>> begin Records for this exercise
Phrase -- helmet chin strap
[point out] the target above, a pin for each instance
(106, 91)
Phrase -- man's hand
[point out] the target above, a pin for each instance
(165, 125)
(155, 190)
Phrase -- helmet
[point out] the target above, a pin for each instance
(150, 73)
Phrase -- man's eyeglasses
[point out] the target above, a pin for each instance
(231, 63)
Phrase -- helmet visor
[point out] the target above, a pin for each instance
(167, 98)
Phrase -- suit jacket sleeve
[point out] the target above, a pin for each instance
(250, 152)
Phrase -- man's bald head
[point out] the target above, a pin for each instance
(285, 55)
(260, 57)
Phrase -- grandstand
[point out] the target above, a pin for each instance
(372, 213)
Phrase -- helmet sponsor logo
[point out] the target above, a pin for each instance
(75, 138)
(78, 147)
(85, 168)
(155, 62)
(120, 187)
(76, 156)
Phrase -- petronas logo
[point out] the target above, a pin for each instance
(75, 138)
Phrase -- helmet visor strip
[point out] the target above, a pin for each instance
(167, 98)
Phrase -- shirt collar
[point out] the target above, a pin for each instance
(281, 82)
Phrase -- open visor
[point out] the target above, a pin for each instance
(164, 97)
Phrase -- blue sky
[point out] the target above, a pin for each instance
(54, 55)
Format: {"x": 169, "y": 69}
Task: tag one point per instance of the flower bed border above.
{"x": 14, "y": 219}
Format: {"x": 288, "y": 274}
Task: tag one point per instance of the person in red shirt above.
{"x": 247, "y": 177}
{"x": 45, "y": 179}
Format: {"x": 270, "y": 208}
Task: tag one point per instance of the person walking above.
>> end Records for this exercise
- Short exercise
Rewrite every one of the rows above as a numbered list, leaving out any blank lines.

- Exercise response
1. Phrase -- helmet chin strap
2. [point out] the target above, a pin for each instance
3. (106, 91)
4. Phrase -- man's hand
5. [point out] the target above, a pin for each instance
6. (165, 125)
7. (155, 190)
8. Phrase -- helmet
9. [point out] the target above, a pin for each instance
10. (150, 73)
11. Phrase -- man's eyeglasses
12. [point out] the target above, a pin for each instance
13. (231, 63)
14. Phrase -- helmet visor
15. [point out] the target above, a pin for each instance
16. (167, 98)
17. Phrase -- suit jacket sleeve
18. [point out] the target above, a pin for each instance
19. (250, 152)
20. Phrase -- man's bald head
21. [point out] the target above, a pin for each instance
22. (285, 55)
23. (260, 57)
24. Phrase -- grandstand
25. [point out] the target above, a pin for each instance
26. (372, 213)
27. Phrase -- helmet sponsor logo
28. [point out] the target above, a pin for each instance
29. (75, 138)
30. (78, 147)
31. (85, 168)
32. (155, 62)
33. (120, 187)
34. (76, 156)
35. Phrase -- petronas logo
36. [point out] the target above, a pin for each instance
37. (75, 138)
38. Phrase -- helmet visor strip
39. [point out] the target above, a pin for each instance
40. (167, 98)
41. Phrase -- shirt collar
42. [point out] the target above, a pin for each instance
43. (281, 82)
44. Phrase -- open visor
45. [point out] the target above, a pin for each instance
46. (164, 97)
47. Phrase -- blue sky
48. [point out] the target above, a pin for each instance
49. (54, 55)
50. Format: {"x": 169, "y": 69}
51. Task: tag one point per instance of the flower bed border above.
52. {"x": 14, "y": 219}
53. Format: {"x": 288, "y": 274}
54. Task: tag one point per instance of the person in red shirt above.
55. {"x": 247, "y": 177}
56. {"x": 45, "y": 179}
57. Format: {"x": 270, "y": 208}
58. Task: tag one point per instance of the person walking above.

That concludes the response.